▶ _What is expected_:
Revise the rows starting with the line containing "[outline] **maroon jacket**" and going on through the line containing "[[[278,198],[272,198],[270,202],[272,210],[276,210],[278,208]]]": change "hole rule" to "fill rule" and keep everything else the same. Return only those lines.

▶ _Records provided_:
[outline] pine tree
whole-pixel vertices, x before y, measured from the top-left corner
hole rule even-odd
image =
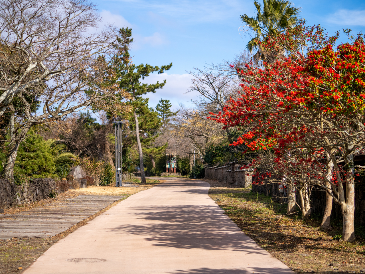
[[[179,112],[178,111],[175,112],[171,111],[170,108],[172,105],[170,103],[170,100],[161,98],[158,103],[156,106],[156,110],[164,123],[168,124],[170,121],[169,118],[175,116]]]
[[[138,148],[139,156],[139,164],[141,170],[141,178],[142,182],[146,182],[143,164],[143,152],[141,143],[141,138],[139,135],[139,127],[137,111],[138,109],[141,109],[145,103],[145,101],[141,100],[141,96],[149,92],[154,93],[156,90],[162,88],[166,83],[166,80],[163,82],[158,81],[155,84],[143,84],[141,82],[145,77],[150,75],[150,73],[157,72],[159,74],[162,73],[166,70],[170,69],[172,66],[171,63],[168,65],[163,65],[159,67],[157,66],[153,66],[148,64],[136,66],[132,62],[129,53],[129,45],[132,41],[130,39],[132,36],[132,30],[127,28],[121,29],[119,31],[121,39],[126,41],[123,47],[120,48],[120,55],[118,58],[123,61],[123,63],[119,66],[118,74],[118,82],[121,88],[129,93],[132,99],[129,102],[133,109],[133,114],[134,119],[134,129],[135,130],[136,139]]]

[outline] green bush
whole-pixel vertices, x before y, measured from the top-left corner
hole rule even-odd
[[[14,171],[18,180],[26,175],[34,178],[58,177],[51,148],[42,136],[31,134],[20,143]]]
[[[115,182],[115,169],[114,166],[109,163],[107,163],[104,166],[105,169],[104,172],[104,180],[100,184],[101,186],[105,186]]]
[[[205,172],[204,170],[204,166],[202,165],[196,165],[195,166],[193,166],[190,173],[190,178],[196,179],[204,178]]]

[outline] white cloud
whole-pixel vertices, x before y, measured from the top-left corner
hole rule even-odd
[[[327,18],[327,22],[337,25],[365,26],[365,10],[339,9]]]
[[[123,16],[118,14],[113,14],[109,11],[103,9],[100,13],[103,18],[103,25],[113,24],[118,28],[126,27],[132,27],[132,24],[126,20]]]
[[[191,23],[197,22],[217,23],[229,20],[233,13],[244,7],[253,11],[254,6],[250,0],[119,0],[132,3],[135,6],[143,7],[149,11],[174,19],[188,19]],[[250,6],[248,5],[250,5]],[[244,13],[244,12],[243,13]]]
[[[133,35],[133,48],[134,50],[139,49],[145,45],[152,47],[157,47],[162,45],[168,44],[169,40],[159,32],[155,32],[151,36],[145,37],[139,34]]]
[[[196,99],[197,93],[189,92],[187,93],[188,88],[190,86],[191,76],[187,73],[184,74],[172,74],[166,73],[161,74],[152,74],[145,78],[143,82],[155,84],[157,81],[160,83],[166,79],[166,84],[161,89],[156,90],[154,93],[149,93],[145,96],[150,99],[149,105],[155,108],[161,99],[170,100],[172,104],[173,109],[179,108],[179,103],[182,103],[189,105],[188,102]],[[186,93],[185,94],[184,93]]]
[[[162,35],[158,32],[155,32],[152,36],[143,37],[143,41],[144,43],[149,44],[153,46],[159,46],[165,42]]]

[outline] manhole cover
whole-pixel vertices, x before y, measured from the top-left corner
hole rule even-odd
[[[106,260],[97,258],[73,258],[66,261],[74,263],[98,263],[99,262],[105,262]]]

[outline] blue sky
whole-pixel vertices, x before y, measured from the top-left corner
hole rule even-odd
[[[173,107],[179,102],[189,105],[195,94],[186,93],[191,77],[186,71],[205,63],[217,63],[234,58],[244,49],[249,37],[241,37],[240,16],[255,15],[253,0],[243,1],[146,1],[97,0],[104,23],[132,29],[131,51],[136,64],[161,66],[173,63],[166,73],[152,75],[145,82],[166,79],[167,84],[149,94],[149,105],[155,107],[161,98]],[[330,34],[350,28],[354,33],[365,29],[365,1],[295,1],[309,24],[320,24]],[[340,41],[345,42],[343,35]]]

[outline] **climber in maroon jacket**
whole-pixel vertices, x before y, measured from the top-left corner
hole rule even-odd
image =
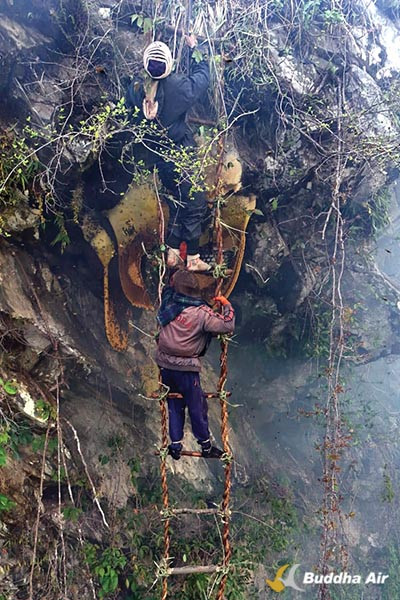
[[[235,314],[224,296],[214,300],[222,305],[222,314],[214,312],[202,299],[196,275],[179,270],[174,275],[173,288],[164,289],[157,315],[161,330],[156,362],[162,383],[170,392],[182,394],[182,398],[168,398],[168,451],[175,460],[181,456],[186,407],[203,457],[222,456],[222,451],[210,441],[207,400],[200,385],[200,357],[213,335],[233,333]]]

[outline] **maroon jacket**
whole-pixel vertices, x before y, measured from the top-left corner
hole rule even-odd
[[[222,315],[209,306],[188,306],[173,321],[161,328],[156,363],[176,371],[200,371],[209,334],[233,333],[235,312],[231,304]]]

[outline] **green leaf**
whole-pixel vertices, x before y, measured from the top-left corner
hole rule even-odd
[[[203,55],[198,48],[195,48],[195,50],[193,50],[192,58],[196,63],[199,63],[203,60]]]
[[[4,467],[7,463],[7,453],[4,448],[0,448],[0,467]]]
[[[18,387],[15,382],[6,381],[3,387],[4,391],[7,392],[7,394],[10,394],[10,396],[15,396],[15,394],[18,392]]]
[[[278,198],[272,198],[270,202],[272,210],[276,210],[278,208]]]

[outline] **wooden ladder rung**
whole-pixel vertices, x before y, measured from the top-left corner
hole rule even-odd
[[[219,508],[171,508],[174,515],[217,515]]]
[[[191,575],[192,573],[215,573],[220,567],[218,565],[199,565],[196,567],[170,567],[168,569],[168,575]]]
[[[154,454],[156,456],[160,456],[160,452],[159,451],[154,452]],[[192,452],[191,450],[182,450],[181,456],[194,456],[196,458],[204,458],[205,460],[210,460],[210,459],[216,458],[217,460],[220,460],[218,458],[218,456],[207,456],[207,457],[205,457],[205,456],[202,455],[201,452],[194,452],[194,451]]]
[[[204,394],[205,397],[209,400],[211,398],[219,398],[219,393],[218,392],[207,392]],[[226,396],[229,397],[232,395],[232,392],[226,392]],[[154,400],[157,400],[157,398],[160,397],[160,394],[157,392],[153,392],[150,395],[150,398],[153,398]],[[178,394],[176,392],[170,392],[167,396],[167,398],[182,398],[182,394]]]

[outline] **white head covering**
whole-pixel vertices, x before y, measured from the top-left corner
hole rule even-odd
[[[165,73],[159,77],[152,77],[151,73],[148,71],[149,62],[151,60],[158,60],[159,62],[164,63]],[[172,58],[171,50],[164,42],[152,42],[144,51],[143,66],[152,79],[164,79],[165,77],[168,77],[172,71],[173,64],[174,60]]]

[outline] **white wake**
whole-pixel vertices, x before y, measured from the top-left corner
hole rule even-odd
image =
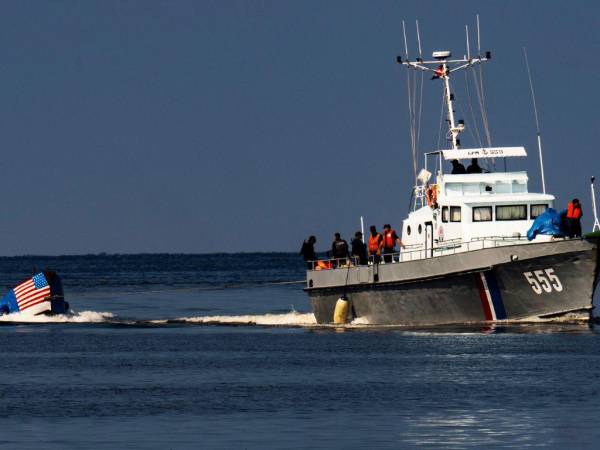
[[[283,314],[248,314],[239,316],[196,316],[179,317],[171,320],[152,320],[153,324],[165,324],[169,322],[195,323],[205,325],[262,325],[281,327],[306,327],[316,325],[317,321],[313,313],[299,313],[290,311]]]
[[[55,316],[32,316],[26,312],[18,312],[0,316],[0,322],[17,323],[101,323],[113,318],[109,312],[72,311],[70,314],[57,314]]]

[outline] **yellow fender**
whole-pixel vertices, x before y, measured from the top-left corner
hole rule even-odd
[[[348,321],[348,311],[350,310],[350,302],[346,297],[338,298],[335,302],[335,310],[333,311],[333,323],[346,323]]]

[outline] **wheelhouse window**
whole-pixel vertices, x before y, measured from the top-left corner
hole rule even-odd
[[[541,216],[542,213],[547,209],[548,205],[545,203],[540,205],[531,205],[531,218],[535,219],[536,217]]]
[[[450,222],[460,222],[460,206],[450,207]]]
[[[475,206],[473,208],[473,222],[491,222],[492,207],[491,206]]]
[[[527,220],[527,205],[496,206],[496,220]]]

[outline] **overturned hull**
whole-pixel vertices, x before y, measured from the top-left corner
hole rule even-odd
[[[333,321],[335,303],[345,293],[349,319],[430,325],[588,320],[597,284],[597,241],[566,240],[309,271],[306,291],[318,323]]]
[[[51,271],[40,272],[23,281],[0,299],[0,315],[26,313],[37,316],[68,311],[60,277]]]

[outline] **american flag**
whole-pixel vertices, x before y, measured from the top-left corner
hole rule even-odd
[[[23,311],[33,305],[42,303],[50,295],[50,286],[44,274],[38,273],[30,280],[18,285],[14,291],[19,311]]]

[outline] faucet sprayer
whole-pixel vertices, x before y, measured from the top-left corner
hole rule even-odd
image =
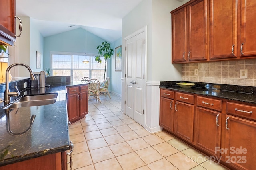
[[[15,87],[17,90],[17,92],[10,92],[9,89],[9,72],[11,68],[16,66],[22,66],[28,68],[30,73],[30,80],[36,80],[35,75],[32,72],[31,69],[27,65],[23,63],[14,63],[9,66],[5,72],[5,90],[4,91],[4,102],[5,105],[10,103],[10,98],[11,97],[17,96],[20,95],[20,92],[17,87]]]

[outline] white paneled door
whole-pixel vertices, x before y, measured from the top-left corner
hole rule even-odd
[[[145,33],[126,41],[125,113],[142,126],[145,125]]]

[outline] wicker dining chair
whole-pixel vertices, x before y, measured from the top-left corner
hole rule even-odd
[[[100,95],[104,95],[106,96],[107,94],[108,94],[109,97],[109,98],[111,99],[111,97],[108,92],[108,85],[109,85],[109,77],[107,77],[106,80],[104,81],[104,82],[102,84],[102,85],[101,86],[101,87],[100,88]]]
[[[91,80],[91,79],[90,78],[90,77],[83,77],[83,78],[82,79],[81,81],[83,83],[87,83],[90,80]]]
[[[100,81],[96,78],[92,78],[88,82],[88,99],[90,98],[96,98],[101,103],[100,99],[99,91],[100,84]],[[92,96],[92,98],[90,98]]]

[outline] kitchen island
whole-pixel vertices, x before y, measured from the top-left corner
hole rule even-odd
[[[58,93],[56,102],[9,109],[8,111],[0,109],[0,169],[6,165],[63,153],[70,149],[66,87],[79,84],[82,83],[51,84],[49,88],[42,89],[27,88],[20,92],[18,97],[26,94]],[[2,107],[3,106],[2,100],[0,106]],[[9,114],[8,119],[7,114]],[[16,135],[26,131],[32,115],[35,116],[33,116],[34,121],[31,129],[21,135]]]

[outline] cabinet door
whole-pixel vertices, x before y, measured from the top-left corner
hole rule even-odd
[[[172,61],[187,61],[187,8],[185,7],[172,14]]]
[[[226,115],[226,163],[237,169],[255,168],[256,122]]]
[[[160,98],[160,125],[164,128],[173,131],[174,100],[167,98]]]
[[[79,96],[78,94],[68,95],[68,120],[72,123],[78,119],[79,110]]]
[[[184,139],[193,142],[194,105],[177,102],[174,108],[174,132]]]
[[[238,47],[241,57],[256,55],[256,1],[241,0],[240,41]],[[241,51],[242,50],[242,52]]]
[[[88,92],[87,92],[80,93],[80,117],[84,116],[88,114]]]
[[[237,0],[210,0],[210,59],[236,57]]]
[[[220,146],[221,113],[197,107],[196,115],[195,145],[219,157],[215,149]]]
[[[0,11],[0,44],[13,45],[16,40],[15,0],[1,0]]]
[[[189,61],[206,60],[208,56],[207,1],[200,0],[188,6],[188,56]]]

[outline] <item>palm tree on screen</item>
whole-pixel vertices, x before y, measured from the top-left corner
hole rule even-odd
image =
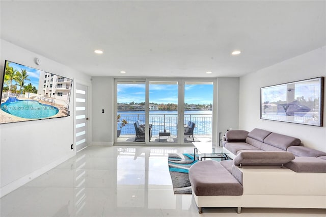
[[[19,86],[20,86],[19,88],[19,93],[20,93],[21,88],[24,86],[25,80],[31,80],[30,78],[28,78],[29,75],[27,74],[27,71],[26,71],[26,69],[21,69],[21,72],[18,72],[17,73],[18,81],[19,82]]]

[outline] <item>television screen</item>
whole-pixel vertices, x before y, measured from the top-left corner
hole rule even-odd
[[[8,60],[0,124],[67,117],[72,79]]]

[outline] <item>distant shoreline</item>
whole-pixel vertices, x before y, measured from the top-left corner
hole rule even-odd
[[[189,110],[184,110],[184,111],[212,111],[211,110],[201,110],[201,109],[193,109]],[[143,112],[145,111],[145,110],[118,110],[118,112]],[[149,110],[149,111],[153,112],[177,112],[178,110]]]

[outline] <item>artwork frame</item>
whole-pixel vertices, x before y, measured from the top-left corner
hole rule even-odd
[[[321,127],[324,77],[260,88],[260,119]]]

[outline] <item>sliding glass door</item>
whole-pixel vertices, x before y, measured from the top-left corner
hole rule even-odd
[[[213,82],[184,82],[184,141],[212,142]]]
[[[178,143],[178,82],[149,82],[151,142]]]
[[[119,81],[116,84],[116,141],[145,142],[145,81]]]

▶ _Task output_:
[outline] **maroon jacket**
whole-pixel vertices, x before y, measured from the top-left corner
fill rule even-odd
[[[222,315],[209,306],[188,306],[173,321],[161,328],[156,363],[176,371],[200,371],[209,334],[233,333],[235,312],[231,304]]]

[outline] **green leaf**
whole-pixel vertices, x before y, measured from the top-left corner
fill rule even-odd
[[[203,55],[198,48],[195,48],[195,50],[193,50],[192,58],[196,63],[199,63],[203,60]]]
[[[4,467],[7,463],[7,453],[4,448],[0,448],[0,467]]]
[[[18,387],[15,382],[6,381],[3,387],[4,391],[7,392],[7,394],[10,394],[10,396],[15,396],[15,394],[18,392]]]
[[[278,198],[272,198],[270,202],[272,210],[276,210],[278,208]]]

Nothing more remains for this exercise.